§ **Short exercise**
Set down exactly the lines that run from the line with "Q: For every instance of the paper" to the end of the data, and nothing else.
# Start of Data in this exercise
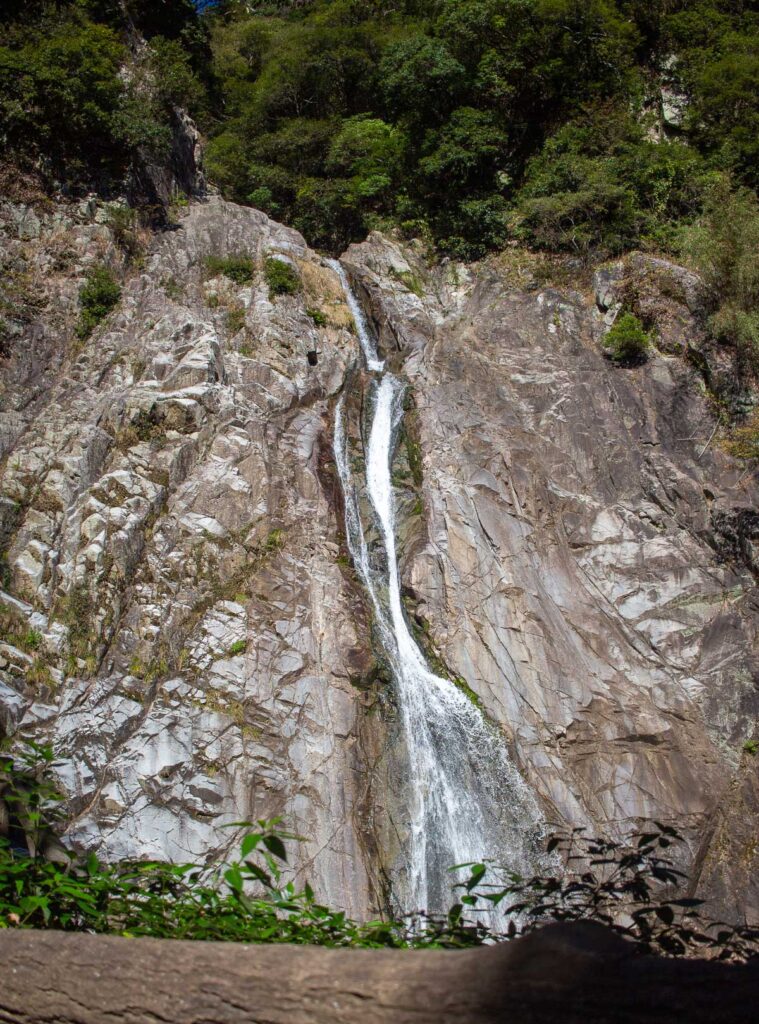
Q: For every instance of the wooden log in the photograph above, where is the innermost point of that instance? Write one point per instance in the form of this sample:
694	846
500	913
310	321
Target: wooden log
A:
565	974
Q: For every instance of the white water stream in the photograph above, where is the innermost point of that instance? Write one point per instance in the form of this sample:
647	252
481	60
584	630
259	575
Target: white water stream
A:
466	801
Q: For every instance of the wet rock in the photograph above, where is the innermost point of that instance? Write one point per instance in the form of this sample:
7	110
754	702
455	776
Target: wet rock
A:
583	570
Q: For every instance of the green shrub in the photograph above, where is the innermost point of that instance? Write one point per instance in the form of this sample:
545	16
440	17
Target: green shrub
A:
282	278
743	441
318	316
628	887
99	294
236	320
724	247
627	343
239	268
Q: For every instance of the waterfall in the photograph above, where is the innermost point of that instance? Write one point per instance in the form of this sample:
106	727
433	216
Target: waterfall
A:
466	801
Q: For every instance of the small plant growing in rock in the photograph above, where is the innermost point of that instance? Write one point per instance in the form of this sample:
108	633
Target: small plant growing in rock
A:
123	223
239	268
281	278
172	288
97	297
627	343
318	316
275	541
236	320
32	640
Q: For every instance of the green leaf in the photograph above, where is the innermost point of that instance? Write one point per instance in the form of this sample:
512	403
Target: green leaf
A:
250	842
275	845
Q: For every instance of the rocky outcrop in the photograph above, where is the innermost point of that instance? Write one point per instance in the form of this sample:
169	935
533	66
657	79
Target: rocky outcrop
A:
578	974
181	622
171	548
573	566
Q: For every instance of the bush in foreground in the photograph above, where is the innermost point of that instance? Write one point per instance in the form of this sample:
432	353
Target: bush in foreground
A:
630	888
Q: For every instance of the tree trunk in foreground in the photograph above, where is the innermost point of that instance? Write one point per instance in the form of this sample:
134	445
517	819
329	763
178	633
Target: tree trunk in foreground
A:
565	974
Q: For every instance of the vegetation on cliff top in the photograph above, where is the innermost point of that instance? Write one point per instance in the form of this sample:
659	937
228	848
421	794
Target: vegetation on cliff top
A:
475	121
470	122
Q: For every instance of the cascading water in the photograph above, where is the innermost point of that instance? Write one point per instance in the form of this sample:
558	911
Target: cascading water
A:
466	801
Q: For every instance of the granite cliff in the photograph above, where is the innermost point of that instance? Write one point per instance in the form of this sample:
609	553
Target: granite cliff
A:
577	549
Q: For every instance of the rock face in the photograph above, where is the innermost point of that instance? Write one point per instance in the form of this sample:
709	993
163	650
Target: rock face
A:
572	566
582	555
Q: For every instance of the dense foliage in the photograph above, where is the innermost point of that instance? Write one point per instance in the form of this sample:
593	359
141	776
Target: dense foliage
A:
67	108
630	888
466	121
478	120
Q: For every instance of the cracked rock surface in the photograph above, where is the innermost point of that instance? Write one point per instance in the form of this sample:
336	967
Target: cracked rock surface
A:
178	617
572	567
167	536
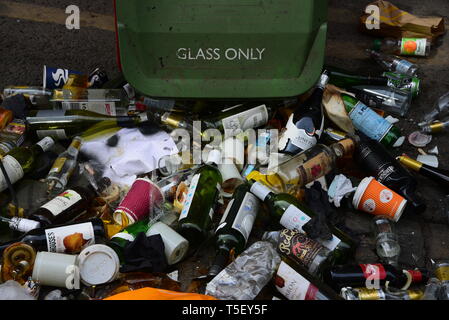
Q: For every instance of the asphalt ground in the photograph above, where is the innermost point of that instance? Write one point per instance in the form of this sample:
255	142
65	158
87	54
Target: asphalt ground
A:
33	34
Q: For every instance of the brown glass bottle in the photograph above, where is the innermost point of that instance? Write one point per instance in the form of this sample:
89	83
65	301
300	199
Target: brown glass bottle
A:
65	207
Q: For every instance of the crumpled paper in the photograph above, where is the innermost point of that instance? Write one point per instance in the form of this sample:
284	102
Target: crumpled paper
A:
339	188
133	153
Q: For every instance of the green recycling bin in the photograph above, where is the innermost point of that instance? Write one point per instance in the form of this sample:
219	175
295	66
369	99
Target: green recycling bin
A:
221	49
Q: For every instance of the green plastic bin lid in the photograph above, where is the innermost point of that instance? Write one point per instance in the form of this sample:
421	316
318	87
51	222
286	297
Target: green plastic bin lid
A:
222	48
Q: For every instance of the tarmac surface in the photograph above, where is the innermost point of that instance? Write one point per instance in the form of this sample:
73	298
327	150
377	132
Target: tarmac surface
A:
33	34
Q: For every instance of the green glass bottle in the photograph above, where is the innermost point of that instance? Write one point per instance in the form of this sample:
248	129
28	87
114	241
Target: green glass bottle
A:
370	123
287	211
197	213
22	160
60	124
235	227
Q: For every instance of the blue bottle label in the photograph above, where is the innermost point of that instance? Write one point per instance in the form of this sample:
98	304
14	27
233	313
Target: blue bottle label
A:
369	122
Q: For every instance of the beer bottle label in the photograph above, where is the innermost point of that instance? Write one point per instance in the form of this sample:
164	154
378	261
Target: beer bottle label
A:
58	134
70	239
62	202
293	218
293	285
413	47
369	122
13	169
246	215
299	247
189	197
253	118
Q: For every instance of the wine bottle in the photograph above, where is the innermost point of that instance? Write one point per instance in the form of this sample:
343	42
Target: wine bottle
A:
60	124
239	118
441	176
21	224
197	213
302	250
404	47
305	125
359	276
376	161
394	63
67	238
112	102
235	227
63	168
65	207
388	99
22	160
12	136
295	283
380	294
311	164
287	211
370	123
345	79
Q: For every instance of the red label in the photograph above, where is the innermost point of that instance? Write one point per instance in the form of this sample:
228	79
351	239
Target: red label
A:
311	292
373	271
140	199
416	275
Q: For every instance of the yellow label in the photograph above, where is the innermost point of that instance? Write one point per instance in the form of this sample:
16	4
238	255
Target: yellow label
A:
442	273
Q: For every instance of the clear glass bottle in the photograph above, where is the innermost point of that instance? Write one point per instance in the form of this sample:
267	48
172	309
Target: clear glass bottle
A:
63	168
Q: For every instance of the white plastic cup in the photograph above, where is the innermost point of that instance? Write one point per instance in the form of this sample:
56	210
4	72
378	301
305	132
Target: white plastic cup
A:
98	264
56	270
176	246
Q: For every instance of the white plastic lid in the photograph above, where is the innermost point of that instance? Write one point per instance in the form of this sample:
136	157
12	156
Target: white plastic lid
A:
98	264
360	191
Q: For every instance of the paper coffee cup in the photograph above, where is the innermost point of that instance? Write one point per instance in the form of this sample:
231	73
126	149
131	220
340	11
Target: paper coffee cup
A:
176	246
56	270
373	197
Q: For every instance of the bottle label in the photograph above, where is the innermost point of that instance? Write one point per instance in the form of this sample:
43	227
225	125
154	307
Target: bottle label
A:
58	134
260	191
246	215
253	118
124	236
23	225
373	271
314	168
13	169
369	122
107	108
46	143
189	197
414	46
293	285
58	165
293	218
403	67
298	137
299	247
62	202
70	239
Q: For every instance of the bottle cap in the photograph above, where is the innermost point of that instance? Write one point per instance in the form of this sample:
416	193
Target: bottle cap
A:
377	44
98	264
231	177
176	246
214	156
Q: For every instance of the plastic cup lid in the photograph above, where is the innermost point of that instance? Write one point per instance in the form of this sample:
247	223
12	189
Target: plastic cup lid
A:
# End of Data in this exercise
§ **Final result**
Q: For every instance of the paper coffee cup in the photograph above, where is the innermost point of that instance? Write one point per instance in the form of this sample:
231	73
126	149
131	220
340	11
Target: paper coffee cup
A:
176	246
56	270
373	197
Q: For every instance of the bottle label in the photograph above, where is the innermost point of that instance? Write one point per instance in the form of this sample:
43	227
225	125
154	307
Target: bottle label
A:
58	134
260	191
246	215
253	118
124	236
23	225
373	271
314	168
13	169
369	122
107	108
46	143
189	197
414	46
293	285
58	165
293	218
403	67
298	137
299	247
62	202
70	239
Q: For every instance of the bottle cap in the photograph above, where is the innermost point of that instance? Write one point per instance in the form of this sample:
416	193
Target: bottle cap
A:
377	44
98	264
231	177
176	246
214	156
Q: For every instance of the plastic cup lid in the photograph above, where is the innermost point of that instance? Write one point per instance in the form of this sample:
247	223
12	189
Target: plastic cup lid
A:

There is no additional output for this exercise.